+++ Text passage +++
Amedisys profit drops to $8 million
Baton Rouge-based home nursing giant Amedisys Inc.’s second-quarter earnings dropped more than 60 percent to $8.0 million, or 27 cents per share, compared to $22.9 million, or 79 cents per share, a year ago.
But the lower results were still better than the average forecast of Wall Street analysts surveyed by Thomson Reuters. Those analysts forecast earnings of 24 cents per share on revenue of $374.9 million.
Amedisys reported its second-quarter revenue rose to $378.5 million compared to $368.4 million in 2011, an increase of 2.7 percent.
Amedisys also said it expects its 2012 earnings per share to range from 95 cents to $1.10, with revenue in the range of $1.49 billion to $1.53 billion.
Amedisys stock rose Tuesday by 33 cents, or 2.7 percent, to close at $12.61.
In a report issued Tuesday, Sheryl Skolnick, co-head of research at CRT Capital Group LLC, said Amedisys’ hospice business allowed the company to beat analysts’ expectations.
The average length of stay at same-store hospice locations increased by about 11 days to 97 days, and the revenue per day rose by $4.71, Skolnick said.
+++ Data listing +++
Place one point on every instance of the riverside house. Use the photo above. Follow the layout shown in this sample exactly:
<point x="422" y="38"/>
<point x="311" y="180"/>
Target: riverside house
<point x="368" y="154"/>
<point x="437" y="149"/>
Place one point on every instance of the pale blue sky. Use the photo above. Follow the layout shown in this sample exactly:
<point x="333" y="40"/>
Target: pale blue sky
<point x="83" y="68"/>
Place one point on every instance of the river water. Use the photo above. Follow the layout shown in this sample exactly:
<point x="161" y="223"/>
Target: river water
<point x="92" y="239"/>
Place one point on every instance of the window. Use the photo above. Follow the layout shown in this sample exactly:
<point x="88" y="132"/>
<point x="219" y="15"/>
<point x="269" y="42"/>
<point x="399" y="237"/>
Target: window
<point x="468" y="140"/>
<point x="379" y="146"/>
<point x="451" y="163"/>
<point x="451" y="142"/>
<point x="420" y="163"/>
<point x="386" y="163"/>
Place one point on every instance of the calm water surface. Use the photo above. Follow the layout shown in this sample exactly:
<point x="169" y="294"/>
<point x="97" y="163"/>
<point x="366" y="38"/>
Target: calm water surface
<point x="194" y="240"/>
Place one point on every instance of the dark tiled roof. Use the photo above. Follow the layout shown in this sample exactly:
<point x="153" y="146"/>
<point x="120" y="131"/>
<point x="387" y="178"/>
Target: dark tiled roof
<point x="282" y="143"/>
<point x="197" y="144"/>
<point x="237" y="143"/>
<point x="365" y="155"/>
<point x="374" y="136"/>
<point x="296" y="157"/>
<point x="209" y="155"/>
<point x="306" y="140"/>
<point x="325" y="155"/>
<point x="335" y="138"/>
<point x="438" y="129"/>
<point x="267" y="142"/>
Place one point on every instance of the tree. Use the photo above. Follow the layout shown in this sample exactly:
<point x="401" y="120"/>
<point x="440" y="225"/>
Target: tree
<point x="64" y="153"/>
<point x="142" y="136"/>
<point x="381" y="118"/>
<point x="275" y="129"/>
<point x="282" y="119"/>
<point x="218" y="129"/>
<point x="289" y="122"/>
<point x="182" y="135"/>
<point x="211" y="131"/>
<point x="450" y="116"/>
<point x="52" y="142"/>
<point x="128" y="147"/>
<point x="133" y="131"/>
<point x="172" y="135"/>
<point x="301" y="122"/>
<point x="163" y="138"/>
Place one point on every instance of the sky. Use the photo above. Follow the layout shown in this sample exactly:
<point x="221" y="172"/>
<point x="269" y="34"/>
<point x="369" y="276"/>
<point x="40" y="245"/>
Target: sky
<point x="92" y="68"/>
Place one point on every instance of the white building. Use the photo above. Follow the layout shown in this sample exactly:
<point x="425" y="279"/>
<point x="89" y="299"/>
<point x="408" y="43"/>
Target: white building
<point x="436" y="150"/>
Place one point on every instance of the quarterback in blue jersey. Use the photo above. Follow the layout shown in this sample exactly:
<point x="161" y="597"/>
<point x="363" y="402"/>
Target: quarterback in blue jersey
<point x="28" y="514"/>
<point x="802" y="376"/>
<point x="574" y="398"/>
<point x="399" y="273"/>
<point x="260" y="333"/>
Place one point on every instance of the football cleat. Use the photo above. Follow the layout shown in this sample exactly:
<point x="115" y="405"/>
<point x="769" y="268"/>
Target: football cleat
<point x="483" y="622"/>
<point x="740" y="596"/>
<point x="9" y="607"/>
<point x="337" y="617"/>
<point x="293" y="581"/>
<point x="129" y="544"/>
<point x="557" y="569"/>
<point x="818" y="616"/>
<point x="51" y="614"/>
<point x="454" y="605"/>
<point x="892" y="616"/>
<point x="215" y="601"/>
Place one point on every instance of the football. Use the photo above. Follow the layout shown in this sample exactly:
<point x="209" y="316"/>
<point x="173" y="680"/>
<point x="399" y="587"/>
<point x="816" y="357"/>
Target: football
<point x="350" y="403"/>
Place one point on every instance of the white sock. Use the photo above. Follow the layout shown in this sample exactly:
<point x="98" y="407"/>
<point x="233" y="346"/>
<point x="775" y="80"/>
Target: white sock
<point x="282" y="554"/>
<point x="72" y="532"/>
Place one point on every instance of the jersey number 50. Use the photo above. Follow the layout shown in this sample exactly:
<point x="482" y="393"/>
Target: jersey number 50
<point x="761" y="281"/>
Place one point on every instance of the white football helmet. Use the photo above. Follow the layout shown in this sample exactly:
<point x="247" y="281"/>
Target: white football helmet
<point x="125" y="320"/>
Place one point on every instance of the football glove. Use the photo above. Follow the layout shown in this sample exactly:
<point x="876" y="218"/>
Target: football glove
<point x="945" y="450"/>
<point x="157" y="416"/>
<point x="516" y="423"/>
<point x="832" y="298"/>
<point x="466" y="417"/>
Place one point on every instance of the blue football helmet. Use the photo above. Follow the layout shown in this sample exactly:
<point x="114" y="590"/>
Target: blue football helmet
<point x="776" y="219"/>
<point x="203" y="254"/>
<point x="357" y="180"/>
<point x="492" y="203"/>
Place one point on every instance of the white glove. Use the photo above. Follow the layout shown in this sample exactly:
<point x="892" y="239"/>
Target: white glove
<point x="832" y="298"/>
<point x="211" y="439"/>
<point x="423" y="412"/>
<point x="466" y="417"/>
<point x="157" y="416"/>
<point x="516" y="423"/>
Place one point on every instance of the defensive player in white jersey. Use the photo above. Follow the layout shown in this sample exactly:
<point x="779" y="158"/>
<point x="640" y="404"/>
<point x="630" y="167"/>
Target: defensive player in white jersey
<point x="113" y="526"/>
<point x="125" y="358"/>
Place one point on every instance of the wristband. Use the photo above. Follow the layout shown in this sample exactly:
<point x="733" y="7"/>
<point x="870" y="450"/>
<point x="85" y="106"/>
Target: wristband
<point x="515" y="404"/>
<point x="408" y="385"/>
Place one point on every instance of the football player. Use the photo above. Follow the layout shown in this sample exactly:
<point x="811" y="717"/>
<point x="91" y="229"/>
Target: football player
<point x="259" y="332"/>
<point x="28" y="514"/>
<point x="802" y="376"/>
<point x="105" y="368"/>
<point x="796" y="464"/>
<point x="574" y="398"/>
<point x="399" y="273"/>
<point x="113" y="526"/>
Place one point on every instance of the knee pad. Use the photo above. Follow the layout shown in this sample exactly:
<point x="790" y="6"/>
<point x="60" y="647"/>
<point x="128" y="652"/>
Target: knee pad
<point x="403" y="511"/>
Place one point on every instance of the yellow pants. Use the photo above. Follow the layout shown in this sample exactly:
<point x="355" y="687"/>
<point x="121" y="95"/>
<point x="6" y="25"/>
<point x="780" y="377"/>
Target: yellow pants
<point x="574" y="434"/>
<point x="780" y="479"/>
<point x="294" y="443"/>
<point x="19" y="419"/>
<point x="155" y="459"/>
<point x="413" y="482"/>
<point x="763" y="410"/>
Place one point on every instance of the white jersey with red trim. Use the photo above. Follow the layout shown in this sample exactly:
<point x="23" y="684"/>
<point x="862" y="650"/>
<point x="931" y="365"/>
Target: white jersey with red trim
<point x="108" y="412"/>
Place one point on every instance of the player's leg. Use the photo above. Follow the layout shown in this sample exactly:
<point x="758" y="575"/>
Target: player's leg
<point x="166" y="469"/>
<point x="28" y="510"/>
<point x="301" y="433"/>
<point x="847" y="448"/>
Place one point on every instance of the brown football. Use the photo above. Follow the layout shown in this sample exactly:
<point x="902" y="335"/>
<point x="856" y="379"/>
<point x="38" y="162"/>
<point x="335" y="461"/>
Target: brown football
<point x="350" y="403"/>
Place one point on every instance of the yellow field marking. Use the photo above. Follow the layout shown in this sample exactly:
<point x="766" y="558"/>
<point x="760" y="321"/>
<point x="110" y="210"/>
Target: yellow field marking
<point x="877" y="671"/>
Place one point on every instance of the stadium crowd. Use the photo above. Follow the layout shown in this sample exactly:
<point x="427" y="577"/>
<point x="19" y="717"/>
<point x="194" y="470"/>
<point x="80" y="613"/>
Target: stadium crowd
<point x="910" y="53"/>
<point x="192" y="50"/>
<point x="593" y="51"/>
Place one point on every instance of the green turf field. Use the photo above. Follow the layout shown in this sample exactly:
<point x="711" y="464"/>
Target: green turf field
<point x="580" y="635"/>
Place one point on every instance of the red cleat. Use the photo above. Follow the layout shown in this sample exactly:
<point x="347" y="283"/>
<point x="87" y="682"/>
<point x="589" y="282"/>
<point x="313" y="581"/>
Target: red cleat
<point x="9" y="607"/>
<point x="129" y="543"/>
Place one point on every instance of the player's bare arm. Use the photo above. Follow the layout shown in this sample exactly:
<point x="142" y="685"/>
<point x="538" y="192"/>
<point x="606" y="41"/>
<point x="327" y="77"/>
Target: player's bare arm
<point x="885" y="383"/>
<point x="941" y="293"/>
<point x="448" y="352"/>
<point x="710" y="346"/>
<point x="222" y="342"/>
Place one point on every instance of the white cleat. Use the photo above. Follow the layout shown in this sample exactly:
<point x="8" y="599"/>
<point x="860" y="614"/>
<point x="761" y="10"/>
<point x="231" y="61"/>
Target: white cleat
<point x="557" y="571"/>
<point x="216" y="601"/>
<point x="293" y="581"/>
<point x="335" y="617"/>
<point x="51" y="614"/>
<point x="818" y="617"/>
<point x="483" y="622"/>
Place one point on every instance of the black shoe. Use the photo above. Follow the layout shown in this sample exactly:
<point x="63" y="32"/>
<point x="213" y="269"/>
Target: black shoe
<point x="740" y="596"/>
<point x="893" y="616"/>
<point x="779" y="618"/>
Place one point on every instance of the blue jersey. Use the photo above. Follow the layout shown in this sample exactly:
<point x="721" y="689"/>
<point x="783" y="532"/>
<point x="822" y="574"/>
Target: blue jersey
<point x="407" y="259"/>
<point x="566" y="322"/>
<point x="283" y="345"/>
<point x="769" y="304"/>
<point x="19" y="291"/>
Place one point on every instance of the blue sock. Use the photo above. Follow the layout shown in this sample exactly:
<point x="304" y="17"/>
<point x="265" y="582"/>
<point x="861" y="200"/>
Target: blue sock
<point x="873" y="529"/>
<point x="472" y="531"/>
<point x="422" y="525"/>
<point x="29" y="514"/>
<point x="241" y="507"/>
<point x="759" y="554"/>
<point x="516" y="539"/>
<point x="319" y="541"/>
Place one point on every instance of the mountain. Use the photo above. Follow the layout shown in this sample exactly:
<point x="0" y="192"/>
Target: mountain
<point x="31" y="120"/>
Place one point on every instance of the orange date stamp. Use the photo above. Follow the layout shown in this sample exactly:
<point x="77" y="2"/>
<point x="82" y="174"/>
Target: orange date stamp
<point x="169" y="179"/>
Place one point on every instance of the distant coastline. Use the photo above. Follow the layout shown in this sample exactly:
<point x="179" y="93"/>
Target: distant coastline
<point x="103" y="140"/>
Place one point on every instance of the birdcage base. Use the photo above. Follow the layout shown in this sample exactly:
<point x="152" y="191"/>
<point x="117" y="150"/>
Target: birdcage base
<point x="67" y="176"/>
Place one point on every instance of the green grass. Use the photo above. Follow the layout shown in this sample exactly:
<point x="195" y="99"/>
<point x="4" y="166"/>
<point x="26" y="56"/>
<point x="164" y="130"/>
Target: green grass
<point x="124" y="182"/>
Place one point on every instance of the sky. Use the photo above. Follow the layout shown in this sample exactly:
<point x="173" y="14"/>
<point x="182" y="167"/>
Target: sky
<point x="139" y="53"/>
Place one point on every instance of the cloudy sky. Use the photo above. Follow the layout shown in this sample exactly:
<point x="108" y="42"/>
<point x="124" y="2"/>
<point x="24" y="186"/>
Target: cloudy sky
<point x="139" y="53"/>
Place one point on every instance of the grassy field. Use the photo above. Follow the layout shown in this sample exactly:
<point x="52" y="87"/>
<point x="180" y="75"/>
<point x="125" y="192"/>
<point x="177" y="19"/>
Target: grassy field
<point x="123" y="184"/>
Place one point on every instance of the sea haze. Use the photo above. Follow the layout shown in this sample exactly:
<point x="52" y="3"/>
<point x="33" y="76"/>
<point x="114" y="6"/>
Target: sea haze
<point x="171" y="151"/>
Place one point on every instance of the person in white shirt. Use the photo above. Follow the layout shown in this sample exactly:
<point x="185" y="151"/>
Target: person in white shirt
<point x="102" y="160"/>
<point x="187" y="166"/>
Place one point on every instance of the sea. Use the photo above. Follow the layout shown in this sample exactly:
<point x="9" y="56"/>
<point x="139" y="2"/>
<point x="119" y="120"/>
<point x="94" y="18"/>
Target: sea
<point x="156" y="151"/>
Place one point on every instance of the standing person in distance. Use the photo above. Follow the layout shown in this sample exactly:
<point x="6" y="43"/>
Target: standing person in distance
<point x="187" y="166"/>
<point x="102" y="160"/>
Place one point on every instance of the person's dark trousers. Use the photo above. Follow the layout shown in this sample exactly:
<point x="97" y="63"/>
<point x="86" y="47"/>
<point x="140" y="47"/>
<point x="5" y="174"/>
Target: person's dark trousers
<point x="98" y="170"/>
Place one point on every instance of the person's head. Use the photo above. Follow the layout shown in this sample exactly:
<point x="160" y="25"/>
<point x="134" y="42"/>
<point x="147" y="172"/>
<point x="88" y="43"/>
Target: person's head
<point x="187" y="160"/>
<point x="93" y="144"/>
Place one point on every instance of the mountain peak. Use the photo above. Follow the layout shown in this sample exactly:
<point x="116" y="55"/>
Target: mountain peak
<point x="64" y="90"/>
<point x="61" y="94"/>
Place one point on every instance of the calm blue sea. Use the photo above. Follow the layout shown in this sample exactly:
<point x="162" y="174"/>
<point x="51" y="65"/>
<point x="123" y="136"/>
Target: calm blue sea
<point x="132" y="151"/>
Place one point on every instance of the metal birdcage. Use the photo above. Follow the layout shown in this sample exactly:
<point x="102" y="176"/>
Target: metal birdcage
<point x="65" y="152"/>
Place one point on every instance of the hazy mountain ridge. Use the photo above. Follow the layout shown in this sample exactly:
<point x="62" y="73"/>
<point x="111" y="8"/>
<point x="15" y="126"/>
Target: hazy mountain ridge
+++
• [Questions on the material]
**A)** From the Amedisys earnings article above, print the passage that begins with the words containing "Amedisys reported its" and ends with "to $1.53 billion.", copied exactly.
**B)** List every company or firm named in the Amedisys earnings article above.

• [Per-task outputs]
**A)**
Amedisys reported its second-quarter revenue rose to $378.5 million compared to $368.4 million in 2011, an increase of 2.7 percent.
Amedisys also said it expects its 2012 earnings per share to range from 95 cents to $1.10, with revenue in the range of $1.49 billion to $1.53 billion.

**B)**
- Amedisys Inc.
- Thomson Reuters
- CRT Capital Group LLC